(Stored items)
====

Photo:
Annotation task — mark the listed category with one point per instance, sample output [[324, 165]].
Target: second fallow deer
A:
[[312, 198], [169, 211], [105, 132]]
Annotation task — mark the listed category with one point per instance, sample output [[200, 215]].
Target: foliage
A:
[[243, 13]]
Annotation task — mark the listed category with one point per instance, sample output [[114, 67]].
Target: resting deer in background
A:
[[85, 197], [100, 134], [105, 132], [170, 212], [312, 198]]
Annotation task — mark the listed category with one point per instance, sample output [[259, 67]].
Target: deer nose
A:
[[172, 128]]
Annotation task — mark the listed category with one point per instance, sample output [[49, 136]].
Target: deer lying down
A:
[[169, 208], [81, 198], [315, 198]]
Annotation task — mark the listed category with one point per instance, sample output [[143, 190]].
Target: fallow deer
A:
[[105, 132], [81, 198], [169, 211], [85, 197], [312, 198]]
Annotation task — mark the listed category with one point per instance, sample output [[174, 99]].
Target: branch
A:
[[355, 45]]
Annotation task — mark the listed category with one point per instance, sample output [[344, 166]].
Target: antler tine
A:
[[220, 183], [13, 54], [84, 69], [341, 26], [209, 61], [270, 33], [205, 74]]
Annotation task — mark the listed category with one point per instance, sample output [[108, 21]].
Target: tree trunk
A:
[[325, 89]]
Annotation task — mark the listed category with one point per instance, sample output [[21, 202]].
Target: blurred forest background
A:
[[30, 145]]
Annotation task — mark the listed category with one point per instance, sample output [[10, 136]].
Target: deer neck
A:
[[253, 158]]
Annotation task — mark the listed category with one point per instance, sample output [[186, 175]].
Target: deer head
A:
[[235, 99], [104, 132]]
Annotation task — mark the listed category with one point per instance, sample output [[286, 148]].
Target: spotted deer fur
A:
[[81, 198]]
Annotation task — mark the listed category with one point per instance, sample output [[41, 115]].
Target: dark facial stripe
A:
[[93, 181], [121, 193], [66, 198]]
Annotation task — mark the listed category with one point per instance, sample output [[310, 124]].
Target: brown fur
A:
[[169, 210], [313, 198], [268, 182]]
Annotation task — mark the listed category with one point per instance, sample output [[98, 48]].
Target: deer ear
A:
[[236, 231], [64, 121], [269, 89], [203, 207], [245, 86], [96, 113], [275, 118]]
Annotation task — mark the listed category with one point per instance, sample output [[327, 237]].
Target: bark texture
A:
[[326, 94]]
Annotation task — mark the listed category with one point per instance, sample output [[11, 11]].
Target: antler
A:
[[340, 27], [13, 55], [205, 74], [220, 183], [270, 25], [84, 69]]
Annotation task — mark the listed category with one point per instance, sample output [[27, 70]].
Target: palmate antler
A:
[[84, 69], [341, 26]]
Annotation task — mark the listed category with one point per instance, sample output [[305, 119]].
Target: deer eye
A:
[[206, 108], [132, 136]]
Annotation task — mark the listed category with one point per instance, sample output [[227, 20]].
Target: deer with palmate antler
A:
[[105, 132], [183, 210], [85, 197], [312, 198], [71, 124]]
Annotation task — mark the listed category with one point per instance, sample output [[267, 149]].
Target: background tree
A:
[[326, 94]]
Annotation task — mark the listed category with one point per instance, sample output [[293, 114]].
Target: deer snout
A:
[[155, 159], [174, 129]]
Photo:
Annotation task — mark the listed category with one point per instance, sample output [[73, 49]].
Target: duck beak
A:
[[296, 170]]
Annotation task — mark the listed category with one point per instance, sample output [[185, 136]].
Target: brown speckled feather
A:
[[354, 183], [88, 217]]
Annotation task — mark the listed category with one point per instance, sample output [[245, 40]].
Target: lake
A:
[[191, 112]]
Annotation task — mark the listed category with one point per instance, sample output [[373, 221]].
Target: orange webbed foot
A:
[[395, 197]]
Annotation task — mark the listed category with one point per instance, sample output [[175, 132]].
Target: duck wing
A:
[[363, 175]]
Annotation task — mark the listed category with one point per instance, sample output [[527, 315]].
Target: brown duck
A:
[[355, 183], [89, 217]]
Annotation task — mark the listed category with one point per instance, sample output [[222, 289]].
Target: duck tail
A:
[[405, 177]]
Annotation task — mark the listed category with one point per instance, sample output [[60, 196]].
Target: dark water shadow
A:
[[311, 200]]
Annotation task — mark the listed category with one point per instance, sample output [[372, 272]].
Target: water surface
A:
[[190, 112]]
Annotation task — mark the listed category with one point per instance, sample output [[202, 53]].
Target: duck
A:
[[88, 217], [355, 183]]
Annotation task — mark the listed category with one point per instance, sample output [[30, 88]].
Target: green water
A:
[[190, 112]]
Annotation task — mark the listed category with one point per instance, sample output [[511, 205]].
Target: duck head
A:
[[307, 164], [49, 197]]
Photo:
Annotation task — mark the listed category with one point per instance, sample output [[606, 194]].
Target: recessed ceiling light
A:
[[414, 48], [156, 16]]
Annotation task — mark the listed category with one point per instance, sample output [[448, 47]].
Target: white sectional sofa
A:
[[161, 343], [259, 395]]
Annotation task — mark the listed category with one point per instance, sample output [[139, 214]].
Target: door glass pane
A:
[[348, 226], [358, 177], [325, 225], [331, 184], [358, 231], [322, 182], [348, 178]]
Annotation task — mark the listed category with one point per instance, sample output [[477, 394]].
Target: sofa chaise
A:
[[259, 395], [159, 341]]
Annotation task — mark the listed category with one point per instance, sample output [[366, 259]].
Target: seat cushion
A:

====

■ Exercise description ■
Please copy every one of these rows word for word, leaving nothing out.

■ Completed task ■
Photo:
Annotation task — mark the listed category with one point per instance, sample output [[324, 165]].
Target: second fallow deer
A:
[[312, 198], [169, 211], [105, 132]]
Annotation task — mark the listed category with one point per instance, sample output [[200, 215]].
Target: foliage
A:
[[243, 13]]
Annotation task — mark the listed category with one point per instance, sample output [[114, 67]].
Target: resting deer in background
A:
[[85, 197], [100, 134], [105, 132], [170, 212], [312, 198]]
Annotation task — mark the listed category with one point per instance, sample output [[259, 67]].
Target: deer nose
A:
[[172, 128]]
Annotation task — mark the listed category with one point per instance, sample output [[49, 136]].
Target: deer lying down
A:
[[169, 208], [81, 198], [315, 198]]
Annotation task — mark the listed category with one point per instance, sample output [[143, 190]].
Target: fallow deer
A:
[[105, 132], [81, 198], [169, 211], [85, 197], [312, 198]]
Annotation task — mark the listed category with one point per instance, sample output [[174, 99]].
Target: branch
A:
[[355, 45]]
Annotation task — mark the listed category with one point per instance, sample output [[344, 166]].
Target: antler tine
A:
[[220, 183], [13, 54], [84, 69], [341, 26], [209, 61], [270, 33], [205, 74]]
Annotation task — mark the listed category with one point per instance, sample output [[108, 21]].
Target: tree trunk
A:
[[325, 89]]
Annotation task — mark the listed category with one point per instance, sample output [[21, 202]].
Target: blurred forest background
A:
[[30, 145]]
Annotation task — mark the listed category with one point per instance, sample output [[10, 136]].
Target: deer neck
A:
[[253, 158]]
Annotation task — mark the listed category with one point per instance, sample output [[186, 175]].
Target: deer head
A:
[[235, 99], [104, 132]]
Annotation task — mark the listed category with one point per instance, sample output [[286, 148]].
Target: spotted deer fur
A:
[[81, 198]]
Annotation task — mark the listed category with one point per instance, sample output [[41, 115]].
Target: dark facial stripe
A:
[[93, 181], [121, 193], [66, 198]]
Annotation task — mark the listed category with one point per instance, sample output [[310, 124]].
Target: brown fur
A:
[[169, 210], [313, 198], [268, 182]]
Annotation task — mark the listed category with one point per instance, sample output [[98, 48]].
Target: deer ear
A:
[[236, 231], [64, 121], [269, 89], [203, 207], [245, 86], [96, 113], [275, 118]]
Annotation task — mark the listed category with one point per instance, sample output [[327, 237]].
Target: bark texture
A:
[[326, 94]]
Annotation task — mark the listed category with one point per instance, sample output [[11, 11]].
Target: antler
A:
[[340, 27], [13, 55], [205, 74], [220, 183], [270, 25], [84, 69]]
Annotation task — mark the listed category with one point per instance, sample output [[27, 70]].
Target: palmate antler
A:
[[84, 69], [341, 26]]
Annotation task — mark the listed category with one point per instance, sample output [[305, 119]].
Target: deer eye
A:
[[206, 108], [132, 136]]
Annotation task — mark the listed category with one point per instance, sample output [[227, 20]].
Target: deer with palmate antler
A:
[[105, 132], [183, 210], [85, 197], [312, 198], [71, 124]]
Annotation task — mark the listed category with one point per instance, sample output [[267, 149]].
Target: background tree
A:
[[326, 94]]
Annotation task — mark the listed category with one point per instance, sample output [[293, 114]].
Target: deer snout
A:
[[155, 159], [174, 129]]
Photo:
Annotation task — mark the listed category with one point per instance, sample output [[73, 49]].
Target: duck beak
A:
[[296, 170]]
Annotation task — mark the listed category with one point per instance, sample output [[185, 136]].
Target: brown speckled feather
A:
[[354, 183], [88, 217]]
Annotation task — mark the listed category with one point per instance, sample output [[245, 40]].
Target: lake
A:
[[191, 112]]
Annotation task — mark the listed category with one point per instance, sample output [[373, 221]].
Target: orange webbed foot
A:
[[395, 197]]
Annotation task — mark the listed category with one point per instance, sample output [[175, 132]].
Target: duck wing
A:
[[363, 175]]
Annotation task — mark the listed category with one point per instance, sample output [[527, 315]].
Target: brown duck
A:
[[355, 183], [89, 217]]
Annotation task — mark the listed category with one point per instance, sample output [[222, 289]].
Target: duck tail
A:
[[405, 177]]
Annotation task — mark the listed category with one point per instance, sample output [[60, 196]].
Target: dark water shadow
A:
[[311, 200]]
Annotation task — mark the listed category with one point per instance, sample output [[372, 272]].
Target: water surface
A:
[[190, 112]]
Annotation task — mark the listed category with one point per instance, sample output [[202, 53]].
Target: duck
A:
[[88, 217], [355, 183]]
Annotation task — mark the listed category with one point per instance, sample output [[30, 88]].
Target: green water
A:
[[190, 112]]
Annotation task — mark the listed category with one point per instance, sample output [[511, 205]].
Target: duck head
A:
[[307, 164], [49, 197]]
Photo:
Annotation task — mark the listed category with one point per instance, sample output [[606, 194]].
Target: recessed ceiling light
A:
[[414, 48], [156, 16]]
Annotation task — mark the listed category with one point per instance, sample output [[448, 47]].
Target: white sectional sofa
A:
[[161, 343], [259, 395]]
Annotation task — mark the listed category with one point per instance, sample output [[139, 214]].
Target: door glass pane
A:
[[348, 226], [358, 177], [325, 225], [331, 184], [358, 231], [322, 182], [348, 178]]
Annotation task — mark the listed category with one point per instance, sample output [[477, 394]].
Target: sofa chaise
A:
[[259, 395], [159, 341]]
Annotation task — mark the listed category with one point per instance, sample output [[366, 259]].
Target: seat cushion
A:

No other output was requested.